- _What you are asked to do_:
Could you set down these rows word for word, beginning at the line that contains "of the overcast" and continuing through the end of the rows?

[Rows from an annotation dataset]
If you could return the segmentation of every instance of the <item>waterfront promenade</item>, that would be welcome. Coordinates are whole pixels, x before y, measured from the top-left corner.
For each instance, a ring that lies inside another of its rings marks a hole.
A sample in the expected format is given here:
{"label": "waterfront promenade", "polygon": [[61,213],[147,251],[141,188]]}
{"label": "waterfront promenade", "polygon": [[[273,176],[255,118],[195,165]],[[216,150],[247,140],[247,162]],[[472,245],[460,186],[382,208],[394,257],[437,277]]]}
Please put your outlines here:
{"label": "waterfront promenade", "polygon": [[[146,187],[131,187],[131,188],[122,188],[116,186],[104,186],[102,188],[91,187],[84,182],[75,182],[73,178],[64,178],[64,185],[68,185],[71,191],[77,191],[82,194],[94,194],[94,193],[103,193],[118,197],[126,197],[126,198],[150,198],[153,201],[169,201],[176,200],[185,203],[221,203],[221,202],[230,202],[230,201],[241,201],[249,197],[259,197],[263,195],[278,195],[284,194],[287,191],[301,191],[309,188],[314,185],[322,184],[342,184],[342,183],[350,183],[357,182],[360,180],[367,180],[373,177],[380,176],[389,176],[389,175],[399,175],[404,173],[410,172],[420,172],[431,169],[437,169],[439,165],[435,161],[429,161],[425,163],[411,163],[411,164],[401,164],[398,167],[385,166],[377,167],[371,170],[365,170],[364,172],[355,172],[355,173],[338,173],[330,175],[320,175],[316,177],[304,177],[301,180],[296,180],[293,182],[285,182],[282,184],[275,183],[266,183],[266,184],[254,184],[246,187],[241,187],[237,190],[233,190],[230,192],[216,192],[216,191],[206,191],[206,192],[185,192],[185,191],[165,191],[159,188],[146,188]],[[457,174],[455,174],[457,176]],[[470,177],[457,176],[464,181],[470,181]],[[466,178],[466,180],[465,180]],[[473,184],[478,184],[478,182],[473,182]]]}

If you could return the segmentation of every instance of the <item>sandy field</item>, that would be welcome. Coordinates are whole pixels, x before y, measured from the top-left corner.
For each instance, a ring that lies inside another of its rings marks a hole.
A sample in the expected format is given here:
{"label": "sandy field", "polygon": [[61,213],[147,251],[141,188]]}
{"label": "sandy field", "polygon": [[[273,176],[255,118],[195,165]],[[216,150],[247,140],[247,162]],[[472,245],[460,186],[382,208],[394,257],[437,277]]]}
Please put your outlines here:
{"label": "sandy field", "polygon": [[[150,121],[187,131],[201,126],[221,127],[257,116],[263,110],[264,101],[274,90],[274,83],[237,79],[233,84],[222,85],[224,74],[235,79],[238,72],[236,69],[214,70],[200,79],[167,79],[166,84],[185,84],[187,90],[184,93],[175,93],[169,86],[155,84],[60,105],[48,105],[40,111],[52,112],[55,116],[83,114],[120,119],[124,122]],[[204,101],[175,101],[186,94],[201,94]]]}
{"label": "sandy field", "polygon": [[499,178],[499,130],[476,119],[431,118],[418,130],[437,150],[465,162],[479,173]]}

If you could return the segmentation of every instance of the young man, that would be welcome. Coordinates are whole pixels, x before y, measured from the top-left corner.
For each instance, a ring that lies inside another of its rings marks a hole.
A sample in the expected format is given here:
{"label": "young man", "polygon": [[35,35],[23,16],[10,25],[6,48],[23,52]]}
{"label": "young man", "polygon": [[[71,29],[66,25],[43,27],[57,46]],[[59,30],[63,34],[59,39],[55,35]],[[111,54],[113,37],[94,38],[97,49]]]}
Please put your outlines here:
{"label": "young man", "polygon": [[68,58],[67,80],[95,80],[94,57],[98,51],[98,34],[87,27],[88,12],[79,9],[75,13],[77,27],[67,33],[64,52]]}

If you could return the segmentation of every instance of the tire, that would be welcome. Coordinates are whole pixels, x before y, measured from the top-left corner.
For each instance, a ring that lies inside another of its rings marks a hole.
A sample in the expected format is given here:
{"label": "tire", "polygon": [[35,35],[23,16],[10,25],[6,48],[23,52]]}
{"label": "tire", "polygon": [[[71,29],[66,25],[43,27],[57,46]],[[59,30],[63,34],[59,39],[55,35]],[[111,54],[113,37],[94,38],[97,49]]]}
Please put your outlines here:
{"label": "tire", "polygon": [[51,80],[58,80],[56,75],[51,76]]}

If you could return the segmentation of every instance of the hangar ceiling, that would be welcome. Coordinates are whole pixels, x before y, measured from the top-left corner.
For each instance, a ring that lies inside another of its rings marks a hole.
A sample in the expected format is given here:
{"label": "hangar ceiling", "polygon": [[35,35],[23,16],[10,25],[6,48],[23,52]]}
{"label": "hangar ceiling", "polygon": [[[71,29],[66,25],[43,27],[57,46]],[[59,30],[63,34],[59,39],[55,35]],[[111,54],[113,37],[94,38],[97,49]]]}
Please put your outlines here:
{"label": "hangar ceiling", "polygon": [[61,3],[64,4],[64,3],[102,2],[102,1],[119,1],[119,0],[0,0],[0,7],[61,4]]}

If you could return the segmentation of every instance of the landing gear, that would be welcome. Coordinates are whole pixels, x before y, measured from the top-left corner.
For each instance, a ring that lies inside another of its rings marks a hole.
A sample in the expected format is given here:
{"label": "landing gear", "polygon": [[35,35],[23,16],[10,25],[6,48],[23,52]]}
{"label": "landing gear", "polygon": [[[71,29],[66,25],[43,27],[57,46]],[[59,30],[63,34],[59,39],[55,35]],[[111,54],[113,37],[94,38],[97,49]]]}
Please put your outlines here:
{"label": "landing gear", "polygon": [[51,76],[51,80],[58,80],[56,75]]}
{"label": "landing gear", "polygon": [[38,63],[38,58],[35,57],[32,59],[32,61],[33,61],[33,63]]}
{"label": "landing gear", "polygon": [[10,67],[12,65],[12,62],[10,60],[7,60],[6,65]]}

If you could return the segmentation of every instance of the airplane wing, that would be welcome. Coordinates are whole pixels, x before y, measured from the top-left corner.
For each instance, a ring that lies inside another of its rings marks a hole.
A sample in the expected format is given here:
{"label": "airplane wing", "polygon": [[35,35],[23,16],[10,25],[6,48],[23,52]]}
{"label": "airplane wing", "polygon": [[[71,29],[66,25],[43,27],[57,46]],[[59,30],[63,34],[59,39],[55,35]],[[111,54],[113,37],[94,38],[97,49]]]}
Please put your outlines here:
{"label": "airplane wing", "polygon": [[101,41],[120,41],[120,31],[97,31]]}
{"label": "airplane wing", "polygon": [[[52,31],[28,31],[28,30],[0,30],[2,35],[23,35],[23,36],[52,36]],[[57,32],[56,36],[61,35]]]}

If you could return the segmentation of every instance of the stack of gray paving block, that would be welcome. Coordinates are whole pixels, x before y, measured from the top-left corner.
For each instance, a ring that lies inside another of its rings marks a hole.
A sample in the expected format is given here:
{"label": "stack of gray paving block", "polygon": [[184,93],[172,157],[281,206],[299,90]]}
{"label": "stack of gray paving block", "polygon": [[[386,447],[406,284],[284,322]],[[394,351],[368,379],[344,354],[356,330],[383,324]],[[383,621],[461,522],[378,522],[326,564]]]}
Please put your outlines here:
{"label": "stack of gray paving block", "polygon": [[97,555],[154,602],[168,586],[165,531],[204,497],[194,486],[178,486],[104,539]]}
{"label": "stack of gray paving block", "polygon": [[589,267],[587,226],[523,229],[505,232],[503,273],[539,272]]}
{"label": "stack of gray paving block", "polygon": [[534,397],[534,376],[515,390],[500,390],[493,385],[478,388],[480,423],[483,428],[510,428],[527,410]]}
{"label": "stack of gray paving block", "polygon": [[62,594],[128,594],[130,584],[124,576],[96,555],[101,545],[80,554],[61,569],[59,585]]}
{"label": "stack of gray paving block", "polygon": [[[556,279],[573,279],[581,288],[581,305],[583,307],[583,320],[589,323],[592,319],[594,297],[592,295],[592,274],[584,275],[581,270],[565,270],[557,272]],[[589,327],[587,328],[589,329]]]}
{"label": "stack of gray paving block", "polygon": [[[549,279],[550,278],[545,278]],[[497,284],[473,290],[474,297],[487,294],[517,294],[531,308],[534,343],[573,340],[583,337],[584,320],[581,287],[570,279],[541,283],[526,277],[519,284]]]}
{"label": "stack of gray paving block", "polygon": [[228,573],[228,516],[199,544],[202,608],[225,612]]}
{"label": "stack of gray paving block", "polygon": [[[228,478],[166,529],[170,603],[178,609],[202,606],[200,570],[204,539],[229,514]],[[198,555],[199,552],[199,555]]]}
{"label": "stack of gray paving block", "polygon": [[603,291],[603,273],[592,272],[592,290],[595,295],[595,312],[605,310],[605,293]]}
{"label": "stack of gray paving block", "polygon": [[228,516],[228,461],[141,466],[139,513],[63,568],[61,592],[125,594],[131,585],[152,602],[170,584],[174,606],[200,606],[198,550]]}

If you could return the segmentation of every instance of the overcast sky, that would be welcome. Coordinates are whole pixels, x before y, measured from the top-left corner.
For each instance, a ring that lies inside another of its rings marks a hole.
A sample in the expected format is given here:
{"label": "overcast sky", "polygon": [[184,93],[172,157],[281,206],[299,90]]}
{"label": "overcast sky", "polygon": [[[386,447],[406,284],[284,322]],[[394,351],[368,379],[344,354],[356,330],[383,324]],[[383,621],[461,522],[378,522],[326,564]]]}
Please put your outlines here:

- _Answer for the task_:
If you could return the segmentation of every instance of the overcast sky, that would be welcome. Coordinates are whole pixels, x before y, measured from the top-left corner.
For each instance, a ring that lies inside another of its rings marks a hole.
A sample in the expected format is given here:
{"label": "overcast sky", "polygon": [[184,93],[172,157],[281,206],[299,90]]}
{"label": "overcast sky", "polygon": [[[386,447],[406,284],[284,322]],[[394,351],[368,379],[344,354],[356,330],[383,324]],[[383,621],[461,522],[378,522],[326,564]]]}
Please put your outlines here:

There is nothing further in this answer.